**指示 1:**
インドの若者の恋愛事情に関する文章で、映画の物語はどのようなものとして紹介されているか。
**指示 2:**
インドの若者の恋愛事情に関する文章から、「最新ボリウッド 映画「Dhadak–ダダク」を観てきました。」で始まり「形成期には刷り込みされない。」で終わる部分を一字一句そのまま書き写すこと。
**指示 3:**
インドの若者の恋愛事情に関する文章を、最後の文の後から引き継いで書き進めること。

今どきのインド若者たち恋愛事情
ナマステ。トーシャン(@atmotoshan)です。
最新ボリウッド 映画「Dhadak–ダダク」を観てきました。
物語は、階級が違う若い学生2人の悲恋ストーリー。
一言ですませちゃうと、まぁ、その通りなんだけど、かなりグッときてしまいました。そして、衝撃のラストシーン!
そもそもインドには恋愛というものが存在しない。
そんなわけねーだろ!と、お嘆きになるかもしれないが、実際のところ、マジでそうなのだ。
映画に映し出されたインドの階級制度、家長制度、社会の目、世間の目。
自由恋愛という言葉は、日本では誰も使わない古い言葉になってしまったし、そもそも恋愛に「自由」という接頭詞をつけることすら「ぷぷぷっ」て薄笑いされるか、ひと昔前のおっさん&おばさん扱いされてしまうのがオチだろう。
しかし、この国ではボーイフレンド&ガールフレンドなんて概念が育ってない。それはここ5年位のあいだにビデオクリップやテレビの影響で輸入されている「洋物」であって、彼らの人格形成期には刷り込みされない。

**提供データ:**
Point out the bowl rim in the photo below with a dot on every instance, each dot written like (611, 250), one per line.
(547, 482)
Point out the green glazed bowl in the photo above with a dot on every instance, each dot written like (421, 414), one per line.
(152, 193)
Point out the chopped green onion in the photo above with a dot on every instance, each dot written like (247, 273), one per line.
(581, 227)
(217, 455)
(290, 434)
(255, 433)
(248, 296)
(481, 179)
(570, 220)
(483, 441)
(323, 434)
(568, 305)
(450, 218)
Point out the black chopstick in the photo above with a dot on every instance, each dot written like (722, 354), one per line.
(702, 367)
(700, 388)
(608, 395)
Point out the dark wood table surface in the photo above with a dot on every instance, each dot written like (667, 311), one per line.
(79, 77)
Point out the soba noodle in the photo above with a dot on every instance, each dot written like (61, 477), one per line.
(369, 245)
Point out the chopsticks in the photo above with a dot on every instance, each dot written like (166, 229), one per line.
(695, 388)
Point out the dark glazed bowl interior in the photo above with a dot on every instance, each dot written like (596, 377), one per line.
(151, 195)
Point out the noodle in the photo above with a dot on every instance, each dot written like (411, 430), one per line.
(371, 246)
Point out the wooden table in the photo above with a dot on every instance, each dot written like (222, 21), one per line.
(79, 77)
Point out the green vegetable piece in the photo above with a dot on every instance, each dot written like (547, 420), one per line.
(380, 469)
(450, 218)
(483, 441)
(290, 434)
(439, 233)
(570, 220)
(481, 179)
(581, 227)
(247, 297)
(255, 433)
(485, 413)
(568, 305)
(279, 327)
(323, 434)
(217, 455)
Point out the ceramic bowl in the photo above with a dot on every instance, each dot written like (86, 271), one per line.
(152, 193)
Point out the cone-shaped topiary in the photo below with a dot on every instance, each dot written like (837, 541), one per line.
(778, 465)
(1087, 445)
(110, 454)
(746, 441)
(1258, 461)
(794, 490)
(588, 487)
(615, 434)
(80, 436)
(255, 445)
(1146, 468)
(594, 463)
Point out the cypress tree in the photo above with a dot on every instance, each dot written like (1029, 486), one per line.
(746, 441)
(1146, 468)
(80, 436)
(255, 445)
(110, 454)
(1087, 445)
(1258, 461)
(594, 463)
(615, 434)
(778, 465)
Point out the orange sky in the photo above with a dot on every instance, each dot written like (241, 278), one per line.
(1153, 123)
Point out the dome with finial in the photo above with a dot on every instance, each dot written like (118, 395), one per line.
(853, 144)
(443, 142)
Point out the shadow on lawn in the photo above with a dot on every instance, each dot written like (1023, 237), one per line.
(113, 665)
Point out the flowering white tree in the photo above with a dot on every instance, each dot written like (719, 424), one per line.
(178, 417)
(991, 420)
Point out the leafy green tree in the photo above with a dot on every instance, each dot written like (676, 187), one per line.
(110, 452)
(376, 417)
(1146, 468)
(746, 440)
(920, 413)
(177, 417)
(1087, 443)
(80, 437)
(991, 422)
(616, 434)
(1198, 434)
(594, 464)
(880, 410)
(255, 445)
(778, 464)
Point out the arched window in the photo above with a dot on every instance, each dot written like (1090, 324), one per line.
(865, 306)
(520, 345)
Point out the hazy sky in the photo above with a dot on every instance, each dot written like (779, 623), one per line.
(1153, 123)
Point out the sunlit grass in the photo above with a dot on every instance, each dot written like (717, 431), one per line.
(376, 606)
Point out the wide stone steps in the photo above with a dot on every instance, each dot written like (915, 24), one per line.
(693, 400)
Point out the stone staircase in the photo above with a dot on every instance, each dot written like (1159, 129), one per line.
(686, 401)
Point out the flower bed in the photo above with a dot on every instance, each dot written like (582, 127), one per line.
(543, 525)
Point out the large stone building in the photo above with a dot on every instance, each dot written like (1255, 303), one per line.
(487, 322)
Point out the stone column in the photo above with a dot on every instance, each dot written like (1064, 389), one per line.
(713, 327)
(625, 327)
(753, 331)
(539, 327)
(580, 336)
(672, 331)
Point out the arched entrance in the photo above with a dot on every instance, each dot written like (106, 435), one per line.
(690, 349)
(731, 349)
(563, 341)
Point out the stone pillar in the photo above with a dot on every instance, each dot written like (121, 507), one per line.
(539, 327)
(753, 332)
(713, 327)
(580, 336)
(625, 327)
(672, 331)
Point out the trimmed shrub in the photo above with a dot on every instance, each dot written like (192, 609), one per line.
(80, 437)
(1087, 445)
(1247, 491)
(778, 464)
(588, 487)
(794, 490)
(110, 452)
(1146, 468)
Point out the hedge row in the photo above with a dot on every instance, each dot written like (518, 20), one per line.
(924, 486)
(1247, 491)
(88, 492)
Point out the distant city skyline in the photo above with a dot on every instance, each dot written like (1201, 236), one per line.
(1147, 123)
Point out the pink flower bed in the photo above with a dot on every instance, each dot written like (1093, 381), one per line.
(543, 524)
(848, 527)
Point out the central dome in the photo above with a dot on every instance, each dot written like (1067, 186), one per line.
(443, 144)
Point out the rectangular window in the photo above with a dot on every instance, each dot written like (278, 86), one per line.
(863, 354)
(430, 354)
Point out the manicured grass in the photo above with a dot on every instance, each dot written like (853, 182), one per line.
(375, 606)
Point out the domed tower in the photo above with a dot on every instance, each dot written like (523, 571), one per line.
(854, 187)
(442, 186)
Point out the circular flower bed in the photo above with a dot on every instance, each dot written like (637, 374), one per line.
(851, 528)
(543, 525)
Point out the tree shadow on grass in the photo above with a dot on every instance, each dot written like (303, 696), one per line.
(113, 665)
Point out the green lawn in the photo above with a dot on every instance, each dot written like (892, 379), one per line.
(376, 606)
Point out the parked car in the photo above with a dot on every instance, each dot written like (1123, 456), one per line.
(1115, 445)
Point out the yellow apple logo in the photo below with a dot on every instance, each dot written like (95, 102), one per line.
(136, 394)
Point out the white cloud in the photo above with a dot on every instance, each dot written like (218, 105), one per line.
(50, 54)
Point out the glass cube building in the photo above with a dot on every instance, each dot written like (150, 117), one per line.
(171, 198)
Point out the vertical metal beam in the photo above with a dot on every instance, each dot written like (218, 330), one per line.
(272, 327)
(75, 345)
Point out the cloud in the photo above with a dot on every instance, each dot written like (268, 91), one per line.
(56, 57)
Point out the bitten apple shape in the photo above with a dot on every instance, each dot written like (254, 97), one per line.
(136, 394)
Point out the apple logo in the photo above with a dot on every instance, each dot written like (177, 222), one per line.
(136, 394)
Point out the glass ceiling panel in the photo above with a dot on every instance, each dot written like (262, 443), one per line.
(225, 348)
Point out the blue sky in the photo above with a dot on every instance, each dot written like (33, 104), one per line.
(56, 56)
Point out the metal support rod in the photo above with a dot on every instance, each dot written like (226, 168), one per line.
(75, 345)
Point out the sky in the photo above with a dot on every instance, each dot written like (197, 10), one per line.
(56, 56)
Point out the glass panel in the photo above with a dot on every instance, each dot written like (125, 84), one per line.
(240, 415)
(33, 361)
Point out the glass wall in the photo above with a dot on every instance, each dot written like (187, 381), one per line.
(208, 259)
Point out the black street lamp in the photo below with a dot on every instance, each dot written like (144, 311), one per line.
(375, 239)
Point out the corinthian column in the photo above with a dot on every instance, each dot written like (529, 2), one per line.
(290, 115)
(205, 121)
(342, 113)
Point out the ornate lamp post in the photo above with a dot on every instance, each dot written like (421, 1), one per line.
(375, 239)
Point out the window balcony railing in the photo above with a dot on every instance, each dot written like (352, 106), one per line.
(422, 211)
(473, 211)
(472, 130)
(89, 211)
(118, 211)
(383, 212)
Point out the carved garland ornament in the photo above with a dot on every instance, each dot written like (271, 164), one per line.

**出力 1:**
階級が違う若い学生2人の悲恋ストーリー。

**出力 2:**
最新ボリウッド 映画「Dhadak–ダダク」を観てきました。
物語は、階級が違う若い学生2人の悲恋ストーリー。
一言ですませちゃうと、まぁ、その通りなんだけど、かなりグッときてしまいました。そして、衝撃のラストシーン!
そもそもインドには恋愛というものが存在しない。
そんなわけねーだろ!と、お嘆きになるかもしれないが、実際のところ、マジでそうなのだ。
映画に映し出されたインドの階級制度、家長制度、社会の目、世間の目。
自由恋愛という言葉は、日本では誰も使わない古い言葉になってしまったし、そもそも恋愛に「自由」という接頭詞をつけることすら「ぷぷぷっ」て薄笑いされるか、ひと昔前のおっさん&おばさん扱いされてしまうのがオチだろう。
しかし、この国ではボーイフレンド&ガールフレンドなんて概念が育ってない。それはここ5年位のあいだにビデオクリップやテレビの影響で輸入されている「洋物」であって、彼らの人格形成期には刷り込みされない。

**出力 3:**
両家が決めた結婚、つまりお見合い結婚が通例であって、自由恋愛どころか恋愛結婚ということは異例のことなのだ。ということを再認識させられた。
両家、つまりお父さんとお母さんが合意し、歓迎し、祝福しない結婚(と、ここではあえて言う。なんでかっていうと恋愛が存在しないから)は、社会から爪弾きにされ、両家の地元社会では生きていくことができない。
インドでは家族のつながりが強いので、「駆け落ち」=「縁切り」状態になってしまうことが必須。それを超えていくことができるのは、
- 「盲目的な愛」
- 「後先考えない突っ走りの恋愛ファンタシー」
- 「ホルモンの力」
これが全世界の若者に共通する普遍的な恋愛基本形である。
ムンバイとかデリーとかの一部の大都市では少し様子が違うだろうけど、人口6億人のインドで、大都市の一部ということは相当数が少ないってことなのですなぁ。
完全な自由意思を持つ個人として生きること
Dhadakという映画の題名の意味は、震え・心臓の鼓動・恐怖。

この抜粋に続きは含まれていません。